Region labeling entries
'''
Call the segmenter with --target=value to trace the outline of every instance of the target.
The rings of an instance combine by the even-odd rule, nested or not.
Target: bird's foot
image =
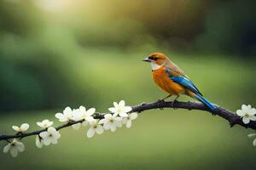
[[[177,99],[174,99],[173,101],[172,101],[172,103],[173,103],[173,109],[174,110],[177,110],[177,103],[178,101],[177,100]]]
[[[141,105],[146,105],[145,102],[141,103]]]
[[[165,99],[158,99],[157,100],[157,106],[160,110],[164,110],[162,104],[165,103]]]

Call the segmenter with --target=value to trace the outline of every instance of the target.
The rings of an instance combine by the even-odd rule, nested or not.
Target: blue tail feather
[[[201,96],[200,94],[195,94],[195,98],[196,99],[198,99],[199,101],[202,102],[203,104],[205,104],[211,110],[215,110],[216,109],[215,105],[213,105],[211,102],[209,102],[207,99],[205,99],[204,97]]]

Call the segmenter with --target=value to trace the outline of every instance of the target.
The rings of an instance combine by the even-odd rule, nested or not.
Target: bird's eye
[[[157,57],[149,57],[149,59],[152,60],[154,60],[154,61],[158,60]]]

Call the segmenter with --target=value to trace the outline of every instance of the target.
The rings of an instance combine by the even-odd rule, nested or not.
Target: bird
[[[173,100],[175,104],[178,97],[184,94],[199,100],[212,110],[216,109],[213,104],[203,97],[189,76],[166,54],[154,53],[143,59],[143,61],[150,63],[154,82],[169,94],[168,96],[160,100],[165,100],[174,95],[176,96]]]

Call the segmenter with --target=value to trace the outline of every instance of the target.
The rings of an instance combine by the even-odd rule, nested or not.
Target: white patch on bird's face
[[[156,71],[157,69],[160,69],[160,67],[162,67],[164,65],[157,65],[154,62],[151,62],[151,67],[153,71]]]

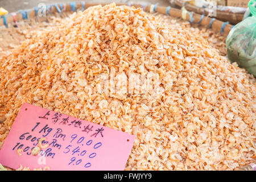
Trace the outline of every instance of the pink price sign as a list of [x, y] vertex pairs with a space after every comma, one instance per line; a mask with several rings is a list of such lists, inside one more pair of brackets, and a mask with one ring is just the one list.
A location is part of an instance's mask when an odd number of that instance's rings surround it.
[[123, 170], [134, 139], [120, 131], [24, 104], [0, 150], [0, 163], [13, 169], [22, 164], [31, 169]]

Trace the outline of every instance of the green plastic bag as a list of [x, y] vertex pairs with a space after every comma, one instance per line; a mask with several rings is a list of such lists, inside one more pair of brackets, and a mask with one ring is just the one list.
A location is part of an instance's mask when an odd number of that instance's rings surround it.
[[256, 77], [256, 1], [248, 4], [253, 15], [236, 25], [228, 36], [228, 57]]

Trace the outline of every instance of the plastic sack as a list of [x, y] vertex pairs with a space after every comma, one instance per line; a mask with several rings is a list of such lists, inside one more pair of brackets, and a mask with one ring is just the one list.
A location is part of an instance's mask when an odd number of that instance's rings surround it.
[[251, 0], [248, 6], [253, 16], [236, 25], [226, 40], [228, 57], [256, 77], [256, 4]]

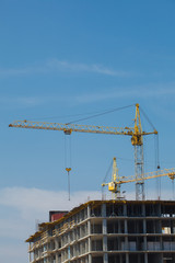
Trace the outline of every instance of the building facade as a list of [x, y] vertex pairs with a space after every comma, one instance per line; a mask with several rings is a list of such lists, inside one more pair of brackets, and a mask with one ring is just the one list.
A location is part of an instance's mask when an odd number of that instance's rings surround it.
[[175, 202], [91, 201], [26, 242], [30, 263], [175, 263]]

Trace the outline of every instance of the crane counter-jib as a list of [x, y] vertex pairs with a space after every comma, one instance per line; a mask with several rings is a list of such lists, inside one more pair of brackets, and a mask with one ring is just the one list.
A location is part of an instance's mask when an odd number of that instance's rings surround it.
[[[10, 124], [9, 127], [14, 128], [32, 128], [32, 129], [49, 129], [49, 130], [62, 130], [66, 134], [72, 132], [91, 133], [91, 134], [108, 134], [108, 135], [129, 135], [135, 134], [135, 128], [120, 128], [108, 126], [95, 126], [95, 125], [78, 125], [78, 124], [60, 124], [60, 123], [46, 123], [46, 122], [30, 122], [30, 121], [15, 121]], [[141, 135], [156, 134], [156, 130], [151, 133], [142, 132]]]

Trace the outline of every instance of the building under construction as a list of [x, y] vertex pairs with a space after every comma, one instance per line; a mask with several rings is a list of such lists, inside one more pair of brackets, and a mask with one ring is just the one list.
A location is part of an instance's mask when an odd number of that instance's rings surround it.
[[30, 263], [174, 263], [175, 202], [91, 201], [26, 242]]

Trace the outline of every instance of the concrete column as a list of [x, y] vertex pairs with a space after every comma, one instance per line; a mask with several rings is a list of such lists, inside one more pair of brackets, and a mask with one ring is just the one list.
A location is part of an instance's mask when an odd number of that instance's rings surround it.
[[90, 218], [90, 217], [91, 217], [91, 206], [88, 205], [88, 218]]
[[127, 219], [125, 219], [125, 233], [128, 233], [128, 224], [127, 224]]
[[129, 263], [129, 254], [126, 254], [126, 263]]
[[144, 253], [144, 263], [149, 263], [148, 262], [148, 253]]
[[143, 233], [147, 233], [147, 221], [143, 219]]
[[145, 204], [142, 204], [142, 216], [145, 217]]
[[102, 217], [106, 217], [106, 204], [102, 204]]
[[56, 253], [56, 263], [59, 263], [59, 261], [58, 261], [58, 253]]
[[127, 205], [124, 205], [124, 216], [127, 216]]
[[108, 254], [107, 253], [103, 254], [103, 262], [108, 263]]

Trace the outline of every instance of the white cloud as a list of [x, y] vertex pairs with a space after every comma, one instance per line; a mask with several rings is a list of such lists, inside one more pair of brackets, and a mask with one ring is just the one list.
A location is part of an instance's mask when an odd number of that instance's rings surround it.
[[77, 192], [68, 201], [67, 192], [51, 192], [38, 188], [12, 187], [0, 191], [0, 205], [13, 207], [24, 220], [48, 218], [48, 211], [70, 210], [88, 198], [100, 198], [98, 192]]
[[51, 59], [39, 65], [24, 66], [22, 68], [0, 68], [0, 77], [25, 76], [49, 72], [91, 72], [114, 77], [130, 77], [131, 73], [122, 70], [106, 68], [98, 64], [81, 64]]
'''
- [Exercise prompt]: Copy out the material word for word, starting at the very beginning and ending with the line that contains "[[[141,105],[146,105],[145,102],[141,103]]]", both ends included. Leave the pictures out of your copy.

- [Expected answer]:
Call the segmenter with --target=value to trace the outline of every instance of the target.
The rings of an instance combine by the even-odd rule, nested or not.
Target: bird's foot
image =
[[[177,99],[174,99],[173,101],[172,101],[172,103],[173,103],[173,109],[174,110],[177,110],[177,103],[178,101],[177,100]]]
[[[141,105],[146,105],[145,102],[141,103]]]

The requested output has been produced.